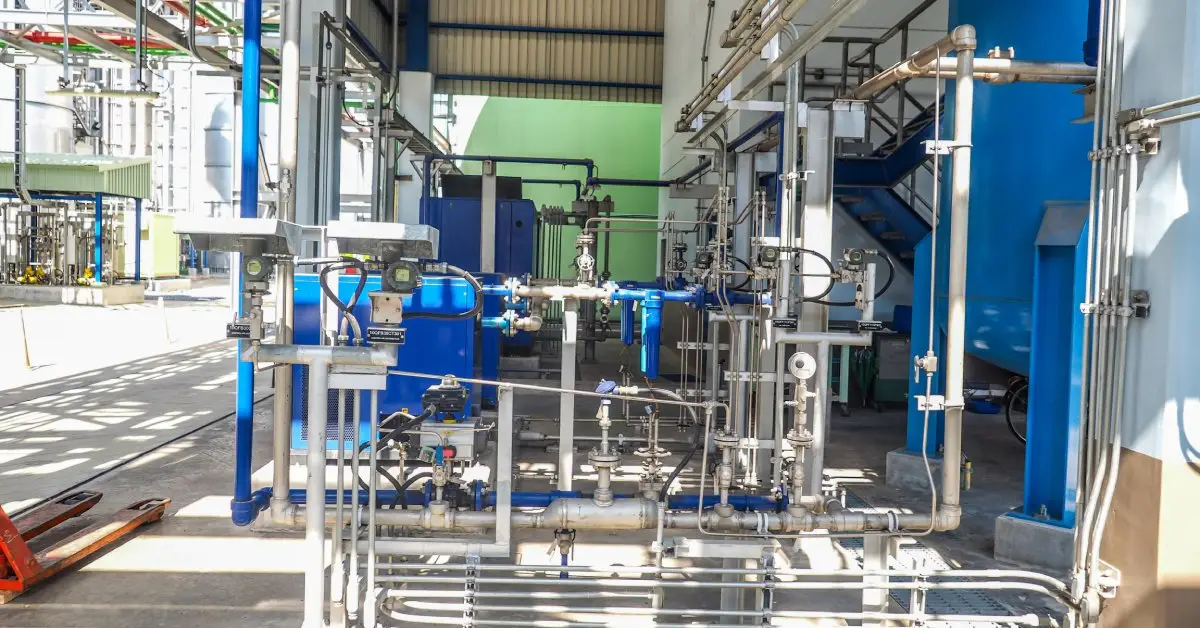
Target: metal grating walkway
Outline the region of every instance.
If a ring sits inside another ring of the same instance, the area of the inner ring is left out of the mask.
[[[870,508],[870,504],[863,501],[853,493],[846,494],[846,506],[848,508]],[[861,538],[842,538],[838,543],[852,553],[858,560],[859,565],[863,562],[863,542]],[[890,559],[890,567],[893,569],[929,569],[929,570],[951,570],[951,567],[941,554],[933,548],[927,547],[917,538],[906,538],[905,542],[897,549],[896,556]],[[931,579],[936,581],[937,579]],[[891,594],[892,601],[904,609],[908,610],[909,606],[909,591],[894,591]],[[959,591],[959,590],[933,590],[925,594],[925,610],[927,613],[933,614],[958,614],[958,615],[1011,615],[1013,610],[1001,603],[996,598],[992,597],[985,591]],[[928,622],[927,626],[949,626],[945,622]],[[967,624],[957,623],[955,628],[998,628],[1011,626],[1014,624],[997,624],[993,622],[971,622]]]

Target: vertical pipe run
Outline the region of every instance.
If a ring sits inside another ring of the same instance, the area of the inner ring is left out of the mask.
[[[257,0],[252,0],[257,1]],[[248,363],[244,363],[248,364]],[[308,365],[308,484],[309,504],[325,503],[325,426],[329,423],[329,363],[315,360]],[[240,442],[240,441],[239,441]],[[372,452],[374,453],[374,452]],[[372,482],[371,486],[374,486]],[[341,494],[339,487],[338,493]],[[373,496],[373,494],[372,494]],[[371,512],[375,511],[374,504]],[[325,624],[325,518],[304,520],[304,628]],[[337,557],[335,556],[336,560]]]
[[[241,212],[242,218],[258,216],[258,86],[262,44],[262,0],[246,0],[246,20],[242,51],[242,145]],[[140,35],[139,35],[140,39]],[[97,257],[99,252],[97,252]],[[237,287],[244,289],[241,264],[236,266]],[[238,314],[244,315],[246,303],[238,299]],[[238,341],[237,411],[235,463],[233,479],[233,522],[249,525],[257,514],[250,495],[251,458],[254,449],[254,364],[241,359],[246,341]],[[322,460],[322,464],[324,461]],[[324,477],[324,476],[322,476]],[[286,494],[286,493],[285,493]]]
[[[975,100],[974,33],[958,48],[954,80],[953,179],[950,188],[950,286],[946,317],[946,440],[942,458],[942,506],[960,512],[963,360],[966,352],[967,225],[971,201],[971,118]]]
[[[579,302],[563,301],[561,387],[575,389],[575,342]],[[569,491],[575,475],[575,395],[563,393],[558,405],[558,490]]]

--------------------

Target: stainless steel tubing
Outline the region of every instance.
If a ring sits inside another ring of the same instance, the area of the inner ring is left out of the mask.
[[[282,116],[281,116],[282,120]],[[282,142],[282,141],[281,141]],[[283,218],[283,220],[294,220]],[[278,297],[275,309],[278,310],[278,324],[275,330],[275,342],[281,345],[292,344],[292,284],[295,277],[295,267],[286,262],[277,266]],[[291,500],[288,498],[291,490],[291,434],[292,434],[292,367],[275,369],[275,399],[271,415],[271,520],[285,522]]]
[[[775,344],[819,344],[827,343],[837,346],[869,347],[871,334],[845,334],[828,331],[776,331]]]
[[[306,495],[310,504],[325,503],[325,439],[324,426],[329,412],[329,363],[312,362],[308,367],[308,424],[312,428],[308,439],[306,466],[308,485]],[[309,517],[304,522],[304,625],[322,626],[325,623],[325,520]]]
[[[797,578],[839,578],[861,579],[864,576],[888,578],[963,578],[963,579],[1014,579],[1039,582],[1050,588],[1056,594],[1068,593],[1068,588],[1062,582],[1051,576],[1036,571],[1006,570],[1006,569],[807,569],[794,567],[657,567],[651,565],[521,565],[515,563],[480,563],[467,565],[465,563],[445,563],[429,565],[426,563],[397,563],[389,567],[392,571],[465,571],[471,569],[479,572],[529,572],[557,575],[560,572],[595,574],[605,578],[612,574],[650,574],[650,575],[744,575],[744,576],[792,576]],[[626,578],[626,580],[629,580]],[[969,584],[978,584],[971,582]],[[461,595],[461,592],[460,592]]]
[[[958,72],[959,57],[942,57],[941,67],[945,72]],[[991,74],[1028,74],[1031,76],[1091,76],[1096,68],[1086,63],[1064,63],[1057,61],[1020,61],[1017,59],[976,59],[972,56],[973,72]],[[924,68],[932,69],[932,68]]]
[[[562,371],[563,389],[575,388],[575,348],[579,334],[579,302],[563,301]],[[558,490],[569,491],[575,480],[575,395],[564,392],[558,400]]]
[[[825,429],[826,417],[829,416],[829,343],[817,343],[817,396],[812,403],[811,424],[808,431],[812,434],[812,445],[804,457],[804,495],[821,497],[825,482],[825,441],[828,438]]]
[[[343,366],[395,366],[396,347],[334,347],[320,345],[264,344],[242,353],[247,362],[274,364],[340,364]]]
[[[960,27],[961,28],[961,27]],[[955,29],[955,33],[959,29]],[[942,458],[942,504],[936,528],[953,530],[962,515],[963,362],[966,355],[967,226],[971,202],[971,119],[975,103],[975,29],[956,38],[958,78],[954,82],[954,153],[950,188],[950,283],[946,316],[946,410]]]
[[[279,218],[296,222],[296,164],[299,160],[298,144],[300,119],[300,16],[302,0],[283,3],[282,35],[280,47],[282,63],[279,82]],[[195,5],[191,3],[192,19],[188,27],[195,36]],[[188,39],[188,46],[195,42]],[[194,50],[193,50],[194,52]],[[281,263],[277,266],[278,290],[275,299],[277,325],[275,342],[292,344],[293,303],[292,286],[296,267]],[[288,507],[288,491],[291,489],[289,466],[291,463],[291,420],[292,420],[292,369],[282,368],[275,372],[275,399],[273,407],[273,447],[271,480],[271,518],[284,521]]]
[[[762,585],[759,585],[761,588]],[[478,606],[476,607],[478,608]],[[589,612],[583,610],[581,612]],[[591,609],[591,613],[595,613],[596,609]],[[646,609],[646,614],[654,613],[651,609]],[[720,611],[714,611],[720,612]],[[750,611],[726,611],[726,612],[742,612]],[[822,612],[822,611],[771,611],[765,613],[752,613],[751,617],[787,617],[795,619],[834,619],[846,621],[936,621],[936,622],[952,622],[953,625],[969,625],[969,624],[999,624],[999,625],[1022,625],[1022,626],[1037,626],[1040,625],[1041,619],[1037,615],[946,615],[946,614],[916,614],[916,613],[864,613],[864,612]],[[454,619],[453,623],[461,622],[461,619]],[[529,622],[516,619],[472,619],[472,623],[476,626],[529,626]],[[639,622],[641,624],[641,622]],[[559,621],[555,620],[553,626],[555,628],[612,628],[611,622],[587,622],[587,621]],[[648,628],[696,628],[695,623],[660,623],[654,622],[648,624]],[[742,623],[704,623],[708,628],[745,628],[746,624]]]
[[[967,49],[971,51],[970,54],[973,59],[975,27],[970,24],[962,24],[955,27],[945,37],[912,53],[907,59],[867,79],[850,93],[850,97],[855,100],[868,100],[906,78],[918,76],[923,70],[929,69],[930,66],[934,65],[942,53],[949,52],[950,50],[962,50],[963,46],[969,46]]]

--------------------

**Exercise directions**
Filter the entries above down to the lines that hold the word "Target", and copy those lines.

**Response area**
Target: metal grating walkway
Target: vertical pipe run
Target: stainless steel tubing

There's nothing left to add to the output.